* Direction A *
Translate this sentence from the passage on saving rural rental homes into Spanish: "This stopped prepayments of new developments but did not stop owners of developments that were financed prior to 1979 from prepaying their loans."
* Direction B *
Write out the passage on saving rural rental homes from "When Congress became" to "prior to 1987." with no changes.
* Direction C *
Extend the passage on saving rural rental homes, picking up after its final sentence.

* Document passage *

# # # # # # #

Saving Rural Rental Homes
The numbers of RD rental housing units and developments have steadily decreased primarily because of RD loan prepayments, mortgage maturities, and foreclosures. The RD Voucher Program makes vouchers available to persons threatened with displacement due to prepayment or foreclosure of an RD rental housing loan.
NHLP has drafted this advocacy guide about Rural Development rural rental housing preservation, which focuses on saving affordable rural homes and protecting residents against rent increases and displacement. Specifically, this guide is designed to assist legal services attorneys and tenant advocates in understanding and preventing mortgage prepayments, mortgage maturities, and foreclosures in U.S. Department of Agriculture RD properties. The guide contains important information about key RD housing programs, the main threats challenging the long-term affordability of rural affordable homes, how to identify these threats in your own community, important tenant rights and protections, and litigation and strategy issues to consider. For additional assistance, please contact Natalie Maxwell (email@example.com) or Marcos Segura (firstname.lastname@example.org).
Prepayment of RD Loans
Loan prepayments were rare until 1974 because mission-driven organizations, such as nonprofit and public agencies, were the only borrowers that could secure subsidized loans and they had no reason to prepay the loans. Private for-profit persons and entities could only secure unsubsidized RD market-rate loans and, therefore, had no incentive to refinance the loans with a private market-rate loan because the interest rate differential was small.
In 1974, however, RD opened up the subsidized Section 515 rental loan program to private limited-profit owners and developers by changing one of the loan eligibility requirements. Specifically, it altered the requirement that private borrowers who operated on a limited-profit basis could not secure a subsidized RD loan unless they could not qualify for a private loan. The revised regulations allowed them to secure an RD loan if they could show that they would not qualify for a loan that would enable them to serve low- and moderate-income households. This allowed all private applicants to qualify for subsidized loans.
What the agency failed to do at that time is to limit the owners’ ability to refinance and prepay their loans unless they could show that they could and would continue to serve low and moderate income households after the prepayment. This would have limited private borrowers from leaving the program. Unfortunately, as a result of the new regulations, private borrowers could enter and leave the program at will and, upon prepayment, displace the residents due to the loss of the RD subsidies.
When Congress became aware of the problem in 1979, it required all borrowers whose loans were approved after December 21, 1979 to agree to maintain the housing as affordable housing for a term of 20 years. This stopped prepayments of new developments but did not stop owners of developments that were financed prior to 1979 from prepaying their loans. As prepayment of pre-1979 loans and resident displacement increased in the mid-1980s, Congress placed a moratorium on prepayments in 1986. The moratorium stayed in place unit 1988 when Congress enacted the Emergency Low Income Housing Preservation Act of 1987 (ELIHPA), which restricted prepayments of all 514 and 515 loans financed prior to 1987.

# # # # # # #

* Data lines *
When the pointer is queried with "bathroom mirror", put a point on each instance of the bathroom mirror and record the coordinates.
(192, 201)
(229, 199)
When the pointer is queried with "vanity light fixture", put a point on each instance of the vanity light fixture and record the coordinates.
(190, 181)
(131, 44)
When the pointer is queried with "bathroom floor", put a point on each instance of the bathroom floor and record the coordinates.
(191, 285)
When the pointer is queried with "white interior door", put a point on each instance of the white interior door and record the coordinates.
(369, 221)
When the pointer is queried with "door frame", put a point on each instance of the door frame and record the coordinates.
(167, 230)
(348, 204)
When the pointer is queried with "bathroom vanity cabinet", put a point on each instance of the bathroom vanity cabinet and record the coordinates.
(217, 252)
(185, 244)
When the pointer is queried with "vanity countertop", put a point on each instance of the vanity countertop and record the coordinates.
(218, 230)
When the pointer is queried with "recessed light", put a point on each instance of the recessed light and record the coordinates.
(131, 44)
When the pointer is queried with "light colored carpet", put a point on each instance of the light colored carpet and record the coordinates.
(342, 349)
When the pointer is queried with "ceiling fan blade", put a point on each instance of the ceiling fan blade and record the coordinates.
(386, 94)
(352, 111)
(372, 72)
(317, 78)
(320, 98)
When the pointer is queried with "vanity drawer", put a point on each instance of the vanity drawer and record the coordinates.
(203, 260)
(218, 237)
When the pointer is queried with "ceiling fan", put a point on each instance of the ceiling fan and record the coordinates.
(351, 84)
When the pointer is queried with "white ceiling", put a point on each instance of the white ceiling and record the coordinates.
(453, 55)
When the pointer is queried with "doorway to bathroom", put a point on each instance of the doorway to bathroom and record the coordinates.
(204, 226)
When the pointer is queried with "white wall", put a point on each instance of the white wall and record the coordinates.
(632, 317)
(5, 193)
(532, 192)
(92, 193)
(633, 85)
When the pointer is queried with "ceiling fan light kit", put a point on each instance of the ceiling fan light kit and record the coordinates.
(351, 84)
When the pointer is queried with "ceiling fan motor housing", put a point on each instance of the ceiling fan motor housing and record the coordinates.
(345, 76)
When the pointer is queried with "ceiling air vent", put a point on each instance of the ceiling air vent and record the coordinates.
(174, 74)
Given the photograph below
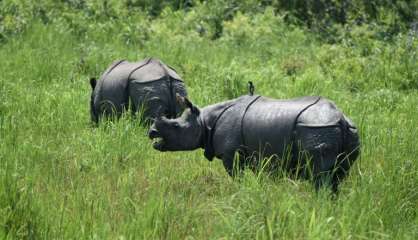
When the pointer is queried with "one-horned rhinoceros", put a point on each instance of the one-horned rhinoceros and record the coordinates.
(150, 85)
(307, 137)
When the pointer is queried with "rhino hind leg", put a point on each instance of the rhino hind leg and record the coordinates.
(321, 149)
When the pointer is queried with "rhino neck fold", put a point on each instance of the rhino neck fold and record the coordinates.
(208, 119)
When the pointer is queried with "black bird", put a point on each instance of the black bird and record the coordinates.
(251, 88)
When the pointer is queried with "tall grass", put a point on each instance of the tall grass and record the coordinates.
(62, 178)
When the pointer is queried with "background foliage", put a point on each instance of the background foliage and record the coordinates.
(62, 178)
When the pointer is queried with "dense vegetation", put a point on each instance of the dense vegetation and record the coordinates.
(62, 178)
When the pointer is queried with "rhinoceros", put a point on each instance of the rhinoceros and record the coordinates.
(308, 137)
(150, 86)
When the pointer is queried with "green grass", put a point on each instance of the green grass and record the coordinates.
(62, 178)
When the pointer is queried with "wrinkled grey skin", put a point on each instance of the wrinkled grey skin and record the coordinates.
(149, 85)
(322, 142)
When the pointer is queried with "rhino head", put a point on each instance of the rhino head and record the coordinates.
(93, 113)
(182, 133)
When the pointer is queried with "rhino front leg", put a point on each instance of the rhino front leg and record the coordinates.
(233, 163)
(323, 145)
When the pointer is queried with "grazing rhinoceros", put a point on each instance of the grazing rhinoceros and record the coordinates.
(322, 143)
(150, 85)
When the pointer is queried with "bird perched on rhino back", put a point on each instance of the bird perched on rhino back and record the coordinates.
(148, 86)
(308, 137)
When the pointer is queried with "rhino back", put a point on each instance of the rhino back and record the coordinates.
(323, 113)
(153, 70)
(154, 98)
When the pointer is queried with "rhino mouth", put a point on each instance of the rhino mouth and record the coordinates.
(158, 142)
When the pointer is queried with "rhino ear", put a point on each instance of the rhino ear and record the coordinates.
(180, 100)
(93, 82)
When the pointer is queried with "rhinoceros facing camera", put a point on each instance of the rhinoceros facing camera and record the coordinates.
(307, 137)
(149, 86)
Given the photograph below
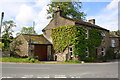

# # # # # # #

* Response A *
Esto detuvo los pagos anticipados de los proyectos nuevos, pero no impidió que los propietarios de proyectos financiados antes de 1979 pagaran por adelantado sus préstamos.

* Response B *
When Congress became aware of the problem in 1979, it required all borrowers whose loans were approved after December 21, 1979 to agree to maintain the housing as affordable housing for a term of 20 years. This stopped prepayments of new developments but did not stop owners of developments that were financed prior to 1979 from prepaying their loans. As prepayment of pre-1979 loans and resident displacement increased in the mid-1980s, Congress placed a moratorium on prepayments in 1986. The moratorium stayed in place unit 1988 when Congress enacted the Emergency Low Income Housing Preservation Act of 1987 (ELIHPA), which restricted prepayments of all 514 and 515 loans financed prior to 1987.

* Response C *
In 1989, Congress extended owners’ obligation to maintain the housing as affordable housing for the term of the RD loan and, in 1991, it extended the ELIHPA use restrictions to all developments financed between 1979 and 1989.
The following chart shows the number of properties that are eligible for prepayment by year.
Note: Section 515 Rental Housing and Section 514/516 farm labor housing owners had no obligation to keep the housing as affordable housing for any period of time during the first 17 years of the programs’ operation. Borrowers could secure an RD loan and pay it off at any time after construction was complete.
Sources of information on RD Prepayments
The RD regulations governing prepayments are set out at 7 C.F.R. Part 3560, Subpart N. Chapter 15 of RD Handbook 3-3560 also provides guidance on RD prepayments.
Persons working for nonprofit or public entities who want to receive weekly emails of recently filed and pending prepayments in their state or other states, can sign up at the Preservation Information Exchange (PIX).
RD also maintains a downloadable Excel file that shows when various use restrictions expire on individual properties. Other information is available in this spreadsheet including the name of the owner, units of various sizes in the development, the number of units assisted with Rental Assistance and whether the property is eligible for prepayment. The file can be downloaded from. The same information can also be accessed in a different form at https://www.policymap.com/maps.
Very brief information about Section 515 developments can also be accessed and searched at htttps://rdmfhrentals.sc.egov.usda.gov/
The ELIHPA Prepayment Process
In a RD prepayment, the owner must apply to RD to prepay the loan. If the request is complete, RD must notify the residents of the request within 30 days of its receipt. RD must offer incentives to the owner in an effort to keep the owner in the program. If the owner accepts the incentives, then the development will stay in the program for an additional 20 years.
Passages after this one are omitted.